Problem details:
Reproduce everything from the start of the material down to the line containing "617;685;890;723", substituting "image" for every occurrence of "photo" and leaving all else unchanged. Omit the pictures from the reproduction.

Records for this exercise:
—————
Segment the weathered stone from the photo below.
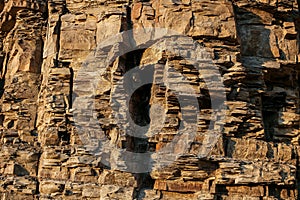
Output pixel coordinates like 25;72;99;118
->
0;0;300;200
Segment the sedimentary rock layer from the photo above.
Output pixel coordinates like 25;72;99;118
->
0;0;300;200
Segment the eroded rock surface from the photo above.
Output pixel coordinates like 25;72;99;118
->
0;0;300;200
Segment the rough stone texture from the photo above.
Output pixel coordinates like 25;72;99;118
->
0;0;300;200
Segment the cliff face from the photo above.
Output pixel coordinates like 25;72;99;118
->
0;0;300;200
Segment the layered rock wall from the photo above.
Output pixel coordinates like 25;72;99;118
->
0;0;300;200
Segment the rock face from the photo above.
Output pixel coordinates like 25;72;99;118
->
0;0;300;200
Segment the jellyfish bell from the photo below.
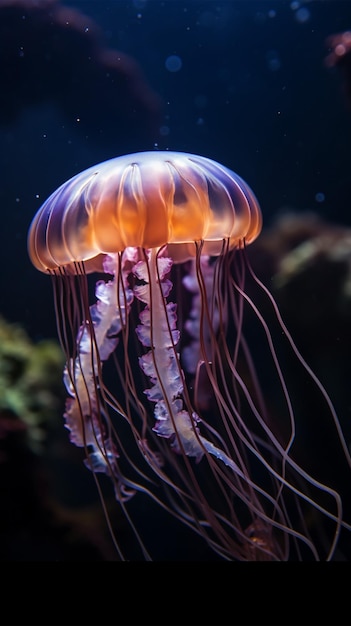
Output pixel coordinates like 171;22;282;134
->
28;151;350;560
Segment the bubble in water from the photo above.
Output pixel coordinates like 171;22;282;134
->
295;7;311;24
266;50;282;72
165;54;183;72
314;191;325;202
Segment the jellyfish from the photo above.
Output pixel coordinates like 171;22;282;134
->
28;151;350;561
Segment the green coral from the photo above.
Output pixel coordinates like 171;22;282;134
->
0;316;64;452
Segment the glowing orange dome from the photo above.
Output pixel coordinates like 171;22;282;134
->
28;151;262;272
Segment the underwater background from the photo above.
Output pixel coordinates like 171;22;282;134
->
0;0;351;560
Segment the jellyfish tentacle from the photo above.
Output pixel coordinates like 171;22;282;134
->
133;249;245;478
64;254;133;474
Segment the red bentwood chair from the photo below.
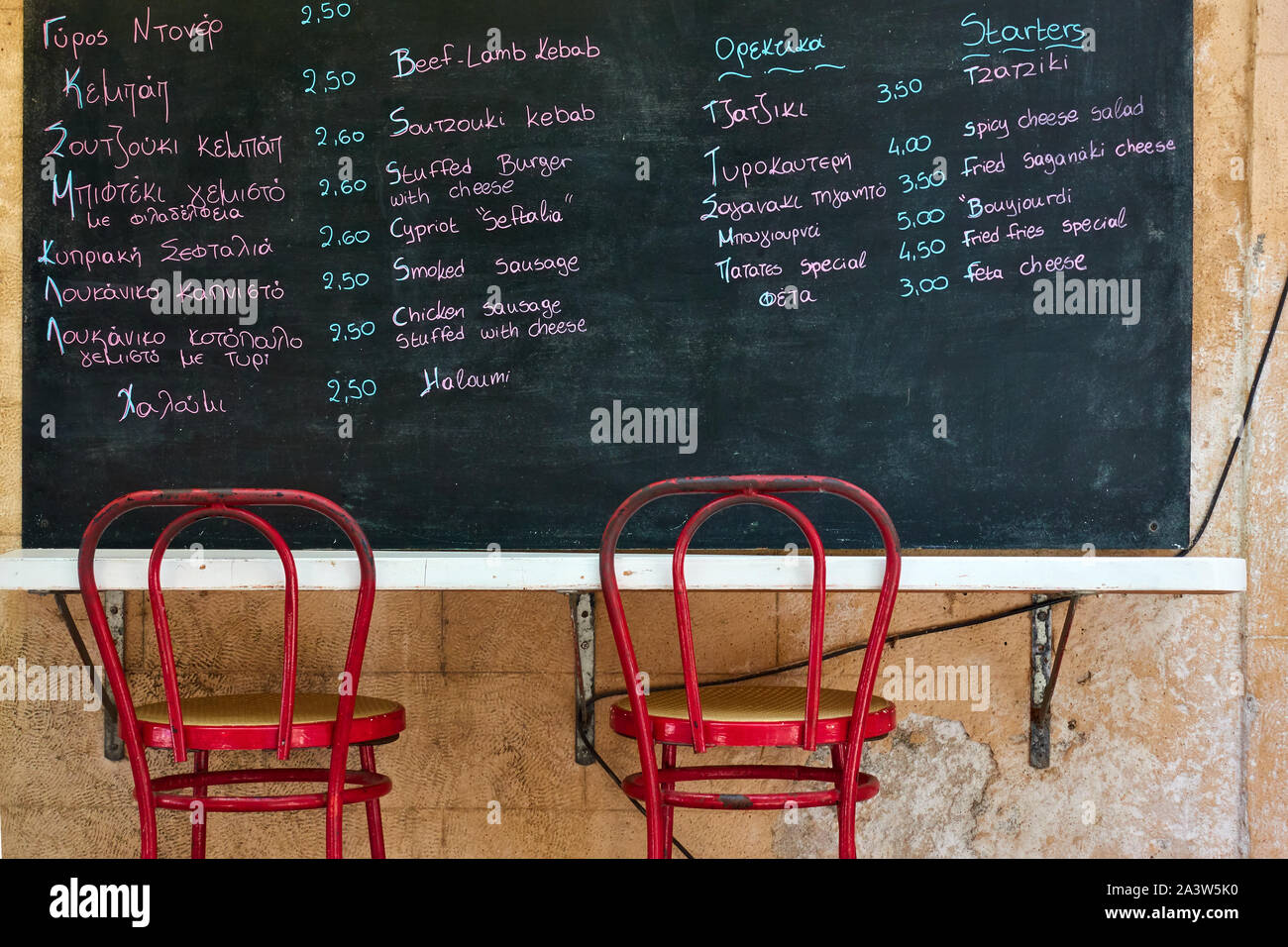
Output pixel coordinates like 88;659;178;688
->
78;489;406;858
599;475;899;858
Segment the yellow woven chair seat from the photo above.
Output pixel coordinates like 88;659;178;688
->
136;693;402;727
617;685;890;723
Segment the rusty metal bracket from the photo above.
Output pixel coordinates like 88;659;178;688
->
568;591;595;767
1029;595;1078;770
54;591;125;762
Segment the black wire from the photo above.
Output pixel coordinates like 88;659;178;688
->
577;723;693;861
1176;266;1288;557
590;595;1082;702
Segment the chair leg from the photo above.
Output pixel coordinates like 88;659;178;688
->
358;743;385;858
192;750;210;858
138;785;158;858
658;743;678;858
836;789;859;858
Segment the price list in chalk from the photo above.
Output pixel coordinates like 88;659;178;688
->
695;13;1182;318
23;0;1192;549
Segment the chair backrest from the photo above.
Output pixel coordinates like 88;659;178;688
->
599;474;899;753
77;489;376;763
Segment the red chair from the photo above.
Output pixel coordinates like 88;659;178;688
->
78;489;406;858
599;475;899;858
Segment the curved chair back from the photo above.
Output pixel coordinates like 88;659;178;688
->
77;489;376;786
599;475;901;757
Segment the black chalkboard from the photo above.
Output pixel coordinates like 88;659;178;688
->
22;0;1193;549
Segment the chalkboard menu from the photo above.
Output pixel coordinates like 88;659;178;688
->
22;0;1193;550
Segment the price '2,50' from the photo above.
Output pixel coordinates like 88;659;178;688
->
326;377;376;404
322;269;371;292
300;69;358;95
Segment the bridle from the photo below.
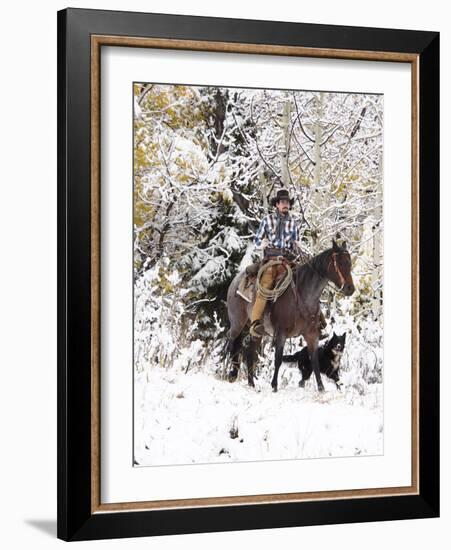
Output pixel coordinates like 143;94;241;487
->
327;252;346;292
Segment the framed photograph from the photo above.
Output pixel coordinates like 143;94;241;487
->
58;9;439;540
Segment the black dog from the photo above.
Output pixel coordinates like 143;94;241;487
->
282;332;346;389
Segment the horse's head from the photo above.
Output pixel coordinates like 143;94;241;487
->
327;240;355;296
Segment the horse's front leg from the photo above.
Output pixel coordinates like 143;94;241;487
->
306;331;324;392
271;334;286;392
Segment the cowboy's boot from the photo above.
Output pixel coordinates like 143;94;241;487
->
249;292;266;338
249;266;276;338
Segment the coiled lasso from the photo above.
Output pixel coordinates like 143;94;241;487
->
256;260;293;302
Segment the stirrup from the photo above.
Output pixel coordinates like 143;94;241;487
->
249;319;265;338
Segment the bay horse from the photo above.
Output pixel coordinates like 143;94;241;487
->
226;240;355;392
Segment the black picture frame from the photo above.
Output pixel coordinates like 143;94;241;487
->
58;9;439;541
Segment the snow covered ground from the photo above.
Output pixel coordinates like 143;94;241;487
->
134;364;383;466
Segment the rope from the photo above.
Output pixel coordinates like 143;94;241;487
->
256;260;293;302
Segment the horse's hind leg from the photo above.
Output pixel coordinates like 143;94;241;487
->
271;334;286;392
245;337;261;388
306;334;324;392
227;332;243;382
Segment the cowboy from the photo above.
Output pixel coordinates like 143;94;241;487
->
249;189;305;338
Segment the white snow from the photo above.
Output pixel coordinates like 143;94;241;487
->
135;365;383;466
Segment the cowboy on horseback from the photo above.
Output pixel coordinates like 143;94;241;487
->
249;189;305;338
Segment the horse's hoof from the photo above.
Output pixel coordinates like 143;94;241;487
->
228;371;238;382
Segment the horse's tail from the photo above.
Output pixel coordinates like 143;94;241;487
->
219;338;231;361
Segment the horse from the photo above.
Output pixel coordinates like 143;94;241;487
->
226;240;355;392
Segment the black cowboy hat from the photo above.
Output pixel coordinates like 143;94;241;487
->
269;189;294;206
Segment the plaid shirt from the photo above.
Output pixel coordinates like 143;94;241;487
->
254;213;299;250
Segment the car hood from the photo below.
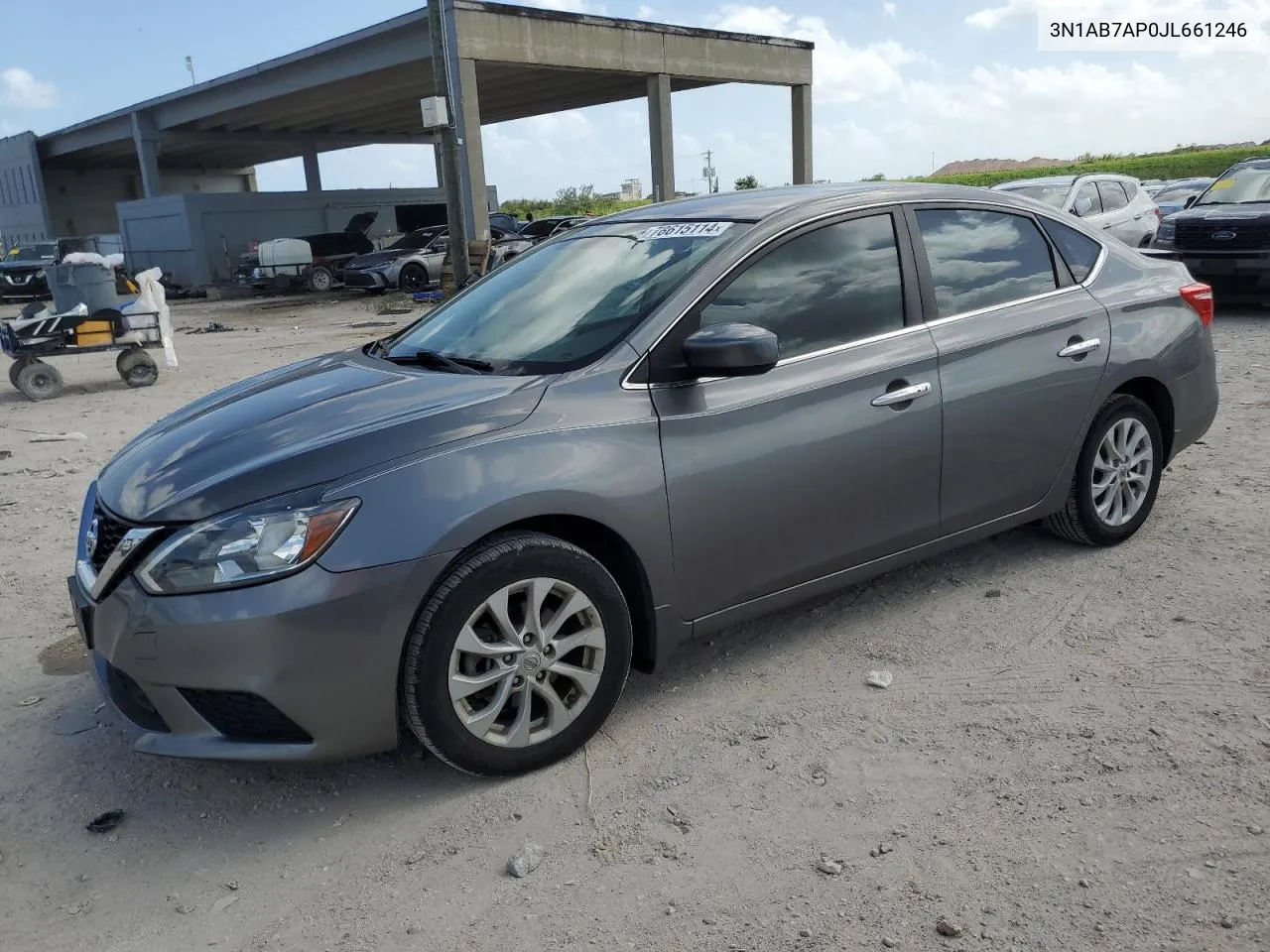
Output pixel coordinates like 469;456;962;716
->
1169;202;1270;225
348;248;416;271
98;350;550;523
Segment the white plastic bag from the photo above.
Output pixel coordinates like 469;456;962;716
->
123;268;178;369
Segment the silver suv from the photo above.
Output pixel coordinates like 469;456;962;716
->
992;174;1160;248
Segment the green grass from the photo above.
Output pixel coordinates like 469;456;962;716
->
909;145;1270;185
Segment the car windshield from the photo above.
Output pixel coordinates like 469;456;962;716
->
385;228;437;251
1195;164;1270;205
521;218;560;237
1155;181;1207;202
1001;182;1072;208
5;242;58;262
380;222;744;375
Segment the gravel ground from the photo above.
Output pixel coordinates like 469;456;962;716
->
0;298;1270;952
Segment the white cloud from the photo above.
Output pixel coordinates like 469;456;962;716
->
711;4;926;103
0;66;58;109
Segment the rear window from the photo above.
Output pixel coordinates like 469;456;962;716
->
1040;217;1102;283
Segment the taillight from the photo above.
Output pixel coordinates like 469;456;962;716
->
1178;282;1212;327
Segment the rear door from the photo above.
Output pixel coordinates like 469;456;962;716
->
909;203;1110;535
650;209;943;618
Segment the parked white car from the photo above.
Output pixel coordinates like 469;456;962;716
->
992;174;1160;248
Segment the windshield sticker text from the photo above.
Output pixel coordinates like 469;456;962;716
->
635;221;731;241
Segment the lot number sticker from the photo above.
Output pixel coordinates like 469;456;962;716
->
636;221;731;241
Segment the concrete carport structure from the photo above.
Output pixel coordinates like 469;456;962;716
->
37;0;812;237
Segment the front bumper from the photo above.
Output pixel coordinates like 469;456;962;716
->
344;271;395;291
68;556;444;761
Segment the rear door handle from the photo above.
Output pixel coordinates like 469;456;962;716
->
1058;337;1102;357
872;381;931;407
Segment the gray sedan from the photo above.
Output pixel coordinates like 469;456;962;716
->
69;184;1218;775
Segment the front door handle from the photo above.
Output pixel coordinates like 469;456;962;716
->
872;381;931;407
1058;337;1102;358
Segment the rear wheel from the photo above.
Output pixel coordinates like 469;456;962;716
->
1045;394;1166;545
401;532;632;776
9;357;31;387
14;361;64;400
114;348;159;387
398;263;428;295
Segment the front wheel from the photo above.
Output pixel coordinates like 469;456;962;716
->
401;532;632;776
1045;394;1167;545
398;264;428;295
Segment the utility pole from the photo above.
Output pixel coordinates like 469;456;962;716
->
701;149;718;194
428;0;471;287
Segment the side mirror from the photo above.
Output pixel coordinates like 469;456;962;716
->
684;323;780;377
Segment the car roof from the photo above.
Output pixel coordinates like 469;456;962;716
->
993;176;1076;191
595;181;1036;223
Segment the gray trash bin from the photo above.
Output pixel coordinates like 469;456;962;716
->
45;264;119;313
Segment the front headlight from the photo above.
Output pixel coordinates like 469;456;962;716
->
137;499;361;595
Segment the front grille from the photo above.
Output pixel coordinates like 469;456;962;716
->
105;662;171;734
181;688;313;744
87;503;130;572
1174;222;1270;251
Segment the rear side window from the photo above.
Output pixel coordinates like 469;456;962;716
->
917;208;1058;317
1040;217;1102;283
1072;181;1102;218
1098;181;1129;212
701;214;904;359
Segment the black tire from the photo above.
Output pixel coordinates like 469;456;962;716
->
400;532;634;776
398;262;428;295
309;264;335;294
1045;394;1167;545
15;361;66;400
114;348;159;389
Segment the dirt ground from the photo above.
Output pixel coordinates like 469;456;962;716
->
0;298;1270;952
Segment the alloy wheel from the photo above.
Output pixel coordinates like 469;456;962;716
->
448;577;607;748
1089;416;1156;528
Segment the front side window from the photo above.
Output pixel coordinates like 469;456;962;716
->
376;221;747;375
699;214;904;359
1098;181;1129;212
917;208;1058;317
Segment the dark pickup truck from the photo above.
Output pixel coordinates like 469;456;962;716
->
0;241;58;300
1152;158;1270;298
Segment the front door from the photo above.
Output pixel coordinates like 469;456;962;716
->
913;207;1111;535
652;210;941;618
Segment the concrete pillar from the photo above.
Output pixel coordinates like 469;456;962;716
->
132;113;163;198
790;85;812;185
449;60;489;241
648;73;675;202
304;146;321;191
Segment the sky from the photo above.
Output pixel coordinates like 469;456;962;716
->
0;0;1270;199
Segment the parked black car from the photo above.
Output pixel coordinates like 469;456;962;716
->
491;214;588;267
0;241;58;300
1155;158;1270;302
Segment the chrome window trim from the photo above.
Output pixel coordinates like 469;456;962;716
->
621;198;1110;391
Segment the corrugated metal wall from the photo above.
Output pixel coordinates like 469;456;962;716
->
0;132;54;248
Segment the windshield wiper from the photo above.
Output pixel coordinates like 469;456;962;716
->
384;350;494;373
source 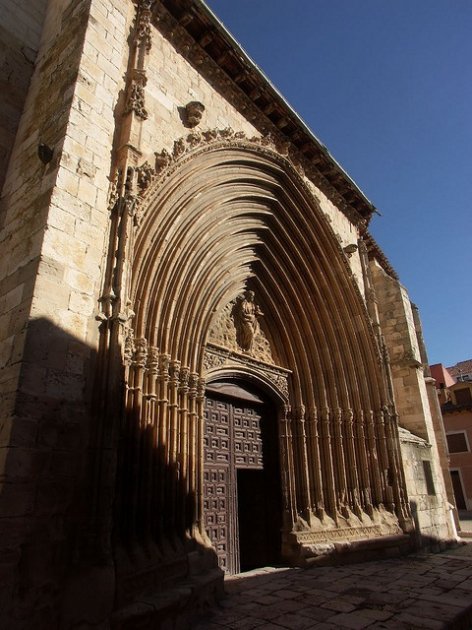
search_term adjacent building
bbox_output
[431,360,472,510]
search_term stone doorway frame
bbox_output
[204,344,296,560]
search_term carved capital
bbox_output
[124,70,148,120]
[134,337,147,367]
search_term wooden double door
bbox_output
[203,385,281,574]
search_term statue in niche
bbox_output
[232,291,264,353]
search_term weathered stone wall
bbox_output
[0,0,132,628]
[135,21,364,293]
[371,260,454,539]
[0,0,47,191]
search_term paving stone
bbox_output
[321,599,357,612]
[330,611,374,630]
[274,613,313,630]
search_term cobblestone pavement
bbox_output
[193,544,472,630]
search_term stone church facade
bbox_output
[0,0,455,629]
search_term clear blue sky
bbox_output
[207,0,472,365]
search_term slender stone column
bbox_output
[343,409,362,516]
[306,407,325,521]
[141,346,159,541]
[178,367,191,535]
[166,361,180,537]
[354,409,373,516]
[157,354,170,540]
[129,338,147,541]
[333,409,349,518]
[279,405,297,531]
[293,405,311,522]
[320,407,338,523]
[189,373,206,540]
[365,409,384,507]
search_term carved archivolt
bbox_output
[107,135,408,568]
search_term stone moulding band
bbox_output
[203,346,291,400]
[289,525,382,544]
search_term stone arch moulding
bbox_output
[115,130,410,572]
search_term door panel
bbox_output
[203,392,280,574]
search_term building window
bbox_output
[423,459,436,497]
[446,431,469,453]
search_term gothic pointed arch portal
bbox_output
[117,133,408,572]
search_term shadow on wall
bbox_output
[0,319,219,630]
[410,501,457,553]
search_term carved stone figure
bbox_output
—————
Exercise solution:
Segment the weathered stone from the image below.
Output pixel coordinates like 25;72;99;118
->
0;0;300;200
Segment the sedimentary rock layer from the image above.
Output pixel coordinates like 25;72;99;118
->
0;0;300;200
Segment the eroded rock surface from the image above.
Output pixel coordinates like 25;72;99;118
->
0;0;300;200
Segment the rough stone texture from the image above.
Output pixel coordinates like 25;72;99;118
->
0;0;300;200
Segment the cliff face from the image above.
Output pixel coordinates like 25;72;99;118
->
0;0;300;200
Segment the layered rock wall from the image above.
Output pixel coordinates like 25;72;99;118
->
0;0;300;200
Segment the rock face from the image above.
Output pixel coordinates like 25;72;99;118
->
0;0;300;200
Segment the jellyfish bell from the image below.
Output pixel coordinates like 171;22;282;134
->
28;151;350;560
Segment the bubble in water from the image above.
Output pixel coordinates like 171;22;282;134
->
295;7;311;24
266;50;282;72
165;54;183;72
314;191;325;202
Segment the jellyfish from the image above.
Output pixel coordinates like 171;22;282;134
->
28;151;350;561
Segment the green coral from the image above.
Output pixel coordinates like 171;22;282;134
->
0;316;64;452
Segment the glowing orange dome from the image above.
Output pixel coordinates like 171;22;282;134
->
28;151;262;272
Segment the underwater background from the image above.
Output pixel coordinates like 171;22;282;134
->
0;0;351;560
Segment the jellyfish tentacle from the image above.
Output pixel coordinates like 171;22;282;134
->
133;249;245;478
64;254;133;474
Segment the red bentwood chair from the image below.
Output pixel coordinates like 88;659;178;688
->
78;489;406;858
599;475;899;858
Segment the yellow woven chair seat from the image above.
Output pixel coordinates like 88;659;178;688
->
136;693;402;727
617;685;890;723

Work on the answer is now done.